* _INSTRUCTIONS_:
[1] In the forum thread on dropping verbs in BCS, what two-line exchange does dihydrogen monoxide say would be possible while sharing out counted money?
[2] Proceed with the forum thread on dropping verbs in BCS from the point where it stops.

* _SOURCE EXCERPT_:
____________

Yes, in Polish you can say that too:
Wiszę Ci 5 marek.
It is colloquial too.


----------



## dihydrogen monoxide

WannaBeMe said:


> I dont think you realy understand that, do you?
> I am talking pariculary for Serbian: One verb can be ommited only if it is well known what the orator means, thus if he´s already mentioned the verb before. Otherways the interlocuter cannot know what the orator wants to say. (Especially if there are even no nouns mentioned in the sentence).
> With other words: You cannot just say:" Ja tebi pet maraka".
> If you still think it is possible, just try to say it to a person on the street and you will see how they are going to look at you. If you would tell it to me, I would ask myself: "What the hell he wants now, to give me the five marks, or to borow, or to steel, and all possible ditransitive verbs that you can use with the noun "money".
> 
> But if you would have talked about giving the money, or borowing or whatever before you said "Ja tebi pet maraka" I could understand it. Thats why I said, only in this context. Do you understand what I mean?


 
I know what you mean. But I was talking about the sentence structure being possible. Ommiting the verb. I know what you want to say, because you'd have to know what was said before the verb was omitted. I'm not looking for semantics but syntactic part of the sentence. Well, you've said it, the verb can be omitted. 
What would you say about this:
You've robbed a bank and you're counting the money and sharing it with the accomplice. In English you'd say: One for you,one for me.... or I'll give you 1,.....
But in BCS, it would be possible to say just:
A: Ja tebi pet
B: Ti meni pet
Because you know, it refers to money being counted so you know what is going on with the money, thus the verb can be ommited.
I am not asking for semantics of the sentence but syntax. You can say Ja tebi pet maraka, but that sentence cannot stand alone, it needs another sentence to go with it.


----------



## WannaBeMe

dihydrogen monoxide said:


> I know what you mean. But I was talking about the sentence structure being possible. Ommiting the verb. I know what you want to say, because you'd have to know what was said before the verb was omitted. I'm not looking for semantics but syntactic part of the sentence. Well, you've said it, the verb can be omitted.

____________

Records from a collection
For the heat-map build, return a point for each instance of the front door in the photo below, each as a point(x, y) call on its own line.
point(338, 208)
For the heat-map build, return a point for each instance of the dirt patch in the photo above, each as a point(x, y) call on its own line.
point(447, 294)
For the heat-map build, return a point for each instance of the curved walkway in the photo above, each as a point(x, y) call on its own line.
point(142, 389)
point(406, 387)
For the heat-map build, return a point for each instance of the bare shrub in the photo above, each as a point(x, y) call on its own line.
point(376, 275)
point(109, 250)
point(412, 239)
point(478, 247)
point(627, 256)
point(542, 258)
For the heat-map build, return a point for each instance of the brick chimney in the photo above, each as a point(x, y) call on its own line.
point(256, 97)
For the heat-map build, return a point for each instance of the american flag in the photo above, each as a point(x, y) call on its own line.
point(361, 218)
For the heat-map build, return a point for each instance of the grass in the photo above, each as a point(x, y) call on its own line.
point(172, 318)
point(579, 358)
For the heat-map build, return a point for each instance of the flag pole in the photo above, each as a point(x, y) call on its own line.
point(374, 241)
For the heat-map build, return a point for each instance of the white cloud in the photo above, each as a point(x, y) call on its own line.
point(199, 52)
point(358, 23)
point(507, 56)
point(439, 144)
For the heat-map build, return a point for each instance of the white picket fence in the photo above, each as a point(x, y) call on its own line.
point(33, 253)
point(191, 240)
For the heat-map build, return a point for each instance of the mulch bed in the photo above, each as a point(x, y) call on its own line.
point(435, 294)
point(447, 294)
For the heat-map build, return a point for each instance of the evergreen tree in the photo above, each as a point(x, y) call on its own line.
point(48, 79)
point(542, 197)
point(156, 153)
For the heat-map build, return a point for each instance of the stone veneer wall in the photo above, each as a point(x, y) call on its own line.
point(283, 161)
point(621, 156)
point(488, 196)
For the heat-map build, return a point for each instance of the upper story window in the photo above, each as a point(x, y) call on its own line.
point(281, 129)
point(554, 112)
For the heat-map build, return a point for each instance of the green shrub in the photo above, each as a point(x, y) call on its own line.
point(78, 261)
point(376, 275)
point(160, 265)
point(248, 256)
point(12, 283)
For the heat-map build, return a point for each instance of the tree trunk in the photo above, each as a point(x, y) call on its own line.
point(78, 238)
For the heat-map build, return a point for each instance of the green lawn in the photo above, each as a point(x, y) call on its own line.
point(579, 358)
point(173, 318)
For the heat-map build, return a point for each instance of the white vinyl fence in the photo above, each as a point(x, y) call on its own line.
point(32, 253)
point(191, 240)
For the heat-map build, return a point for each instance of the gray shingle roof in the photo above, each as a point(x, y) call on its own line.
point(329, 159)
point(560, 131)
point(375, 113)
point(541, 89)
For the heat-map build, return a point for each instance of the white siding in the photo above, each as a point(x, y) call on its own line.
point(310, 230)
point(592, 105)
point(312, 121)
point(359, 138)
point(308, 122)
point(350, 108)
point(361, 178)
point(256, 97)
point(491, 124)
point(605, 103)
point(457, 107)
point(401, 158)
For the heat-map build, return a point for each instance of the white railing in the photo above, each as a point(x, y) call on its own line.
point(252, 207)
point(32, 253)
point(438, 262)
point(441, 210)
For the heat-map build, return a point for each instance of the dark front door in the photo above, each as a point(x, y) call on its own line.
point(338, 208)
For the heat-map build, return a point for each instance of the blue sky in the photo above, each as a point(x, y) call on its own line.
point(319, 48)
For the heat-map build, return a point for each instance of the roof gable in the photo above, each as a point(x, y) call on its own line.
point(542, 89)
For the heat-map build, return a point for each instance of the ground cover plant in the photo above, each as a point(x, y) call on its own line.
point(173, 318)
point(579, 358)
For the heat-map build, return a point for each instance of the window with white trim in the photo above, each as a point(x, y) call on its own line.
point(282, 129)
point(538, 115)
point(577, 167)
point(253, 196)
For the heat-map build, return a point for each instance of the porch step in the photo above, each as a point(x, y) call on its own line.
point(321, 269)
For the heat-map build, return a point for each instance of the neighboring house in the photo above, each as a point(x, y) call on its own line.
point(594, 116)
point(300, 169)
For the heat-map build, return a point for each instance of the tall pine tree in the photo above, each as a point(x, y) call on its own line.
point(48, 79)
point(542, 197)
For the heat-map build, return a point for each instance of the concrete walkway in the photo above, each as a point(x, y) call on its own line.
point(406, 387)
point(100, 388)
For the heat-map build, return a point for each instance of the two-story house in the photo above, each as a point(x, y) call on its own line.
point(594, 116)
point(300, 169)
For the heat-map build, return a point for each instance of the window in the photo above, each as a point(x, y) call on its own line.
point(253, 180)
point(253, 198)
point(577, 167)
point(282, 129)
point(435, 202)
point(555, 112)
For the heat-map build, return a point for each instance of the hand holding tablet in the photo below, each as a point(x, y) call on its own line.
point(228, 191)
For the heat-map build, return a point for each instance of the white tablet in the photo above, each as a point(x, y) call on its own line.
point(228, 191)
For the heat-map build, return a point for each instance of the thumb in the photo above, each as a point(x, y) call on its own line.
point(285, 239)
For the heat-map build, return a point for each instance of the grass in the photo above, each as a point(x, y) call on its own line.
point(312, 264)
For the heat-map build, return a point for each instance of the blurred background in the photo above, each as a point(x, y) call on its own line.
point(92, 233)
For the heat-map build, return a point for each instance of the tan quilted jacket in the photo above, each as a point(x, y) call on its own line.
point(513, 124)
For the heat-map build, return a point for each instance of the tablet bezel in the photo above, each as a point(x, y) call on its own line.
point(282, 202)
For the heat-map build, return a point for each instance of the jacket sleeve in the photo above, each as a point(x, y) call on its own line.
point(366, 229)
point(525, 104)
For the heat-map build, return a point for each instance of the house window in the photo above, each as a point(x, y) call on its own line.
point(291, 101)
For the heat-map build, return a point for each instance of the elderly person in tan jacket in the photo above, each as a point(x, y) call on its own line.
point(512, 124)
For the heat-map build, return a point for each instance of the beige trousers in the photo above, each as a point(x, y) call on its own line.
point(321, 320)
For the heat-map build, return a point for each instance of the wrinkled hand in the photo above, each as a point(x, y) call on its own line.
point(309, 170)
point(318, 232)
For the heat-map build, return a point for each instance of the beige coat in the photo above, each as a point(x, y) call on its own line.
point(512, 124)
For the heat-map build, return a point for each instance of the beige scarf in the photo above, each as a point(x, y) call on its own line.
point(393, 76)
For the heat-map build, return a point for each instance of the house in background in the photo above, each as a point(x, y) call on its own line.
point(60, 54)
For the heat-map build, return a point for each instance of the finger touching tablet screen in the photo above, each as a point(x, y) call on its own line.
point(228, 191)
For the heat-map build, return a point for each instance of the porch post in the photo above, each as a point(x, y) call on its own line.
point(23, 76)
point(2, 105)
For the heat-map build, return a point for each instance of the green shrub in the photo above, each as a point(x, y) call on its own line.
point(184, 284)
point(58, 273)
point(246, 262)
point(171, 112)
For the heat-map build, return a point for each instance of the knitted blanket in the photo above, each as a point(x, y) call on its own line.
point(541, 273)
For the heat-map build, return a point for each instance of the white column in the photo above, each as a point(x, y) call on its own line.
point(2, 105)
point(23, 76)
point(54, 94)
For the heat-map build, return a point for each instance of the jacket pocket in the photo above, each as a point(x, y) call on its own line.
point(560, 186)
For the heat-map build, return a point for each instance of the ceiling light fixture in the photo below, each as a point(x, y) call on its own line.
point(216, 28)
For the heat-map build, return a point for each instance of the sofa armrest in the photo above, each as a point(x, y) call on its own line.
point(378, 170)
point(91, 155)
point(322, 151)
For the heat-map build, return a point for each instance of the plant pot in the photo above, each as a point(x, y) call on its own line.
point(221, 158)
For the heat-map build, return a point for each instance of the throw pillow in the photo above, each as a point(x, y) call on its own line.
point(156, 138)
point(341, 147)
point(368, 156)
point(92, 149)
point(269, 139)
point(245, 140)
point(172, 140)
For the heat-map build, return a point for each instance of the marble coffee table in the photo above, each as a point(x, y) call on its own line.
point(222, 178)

____________

* _THE REPLIES_:
[1] "A: Ja tebi pet" and "B: Ti meni pet."

[2]
> What would you say about this:
> You've robbed a bank and you're counting the money and sharing it with the accomplice. In English you'd say: One for you,one for me.... or I'll give you 1,.....
> But in BCS, it would be possible to say just:
> A: Ja tebi pet
> B: Ti meni pet
> Because you know, it refers to money being counted so you know what is going on with the money, thus the verb can be ommited.
> I am not asking for semantics of the sentence but syntax. You can say Ja tebi pet maraka, but that sentence cannot stand alone, it needs another sentence to go with it.



Well, it can stand alone but in some special occasions, like that what you said but normaly it cannt stand alone. If the queston here was, if it can be said, the answer is _it can_. Everithing can be said BUT... the next question is if you would be understood and if this question doesnt metter then you are completely right it can be said any time.


----------



## dihydrogen monoxide

WannaBeMe said:


> Well, it can stand alone but in some special occasions, like that what you said but normaly it cannt stand alone. If the queston here was, if it can be said, the answer is _it can_. Everithing can be said BUT... the next question is if you would be understood and if this question doesnt metter then you are completely right it can be said any time.


 
Glad we understand each other.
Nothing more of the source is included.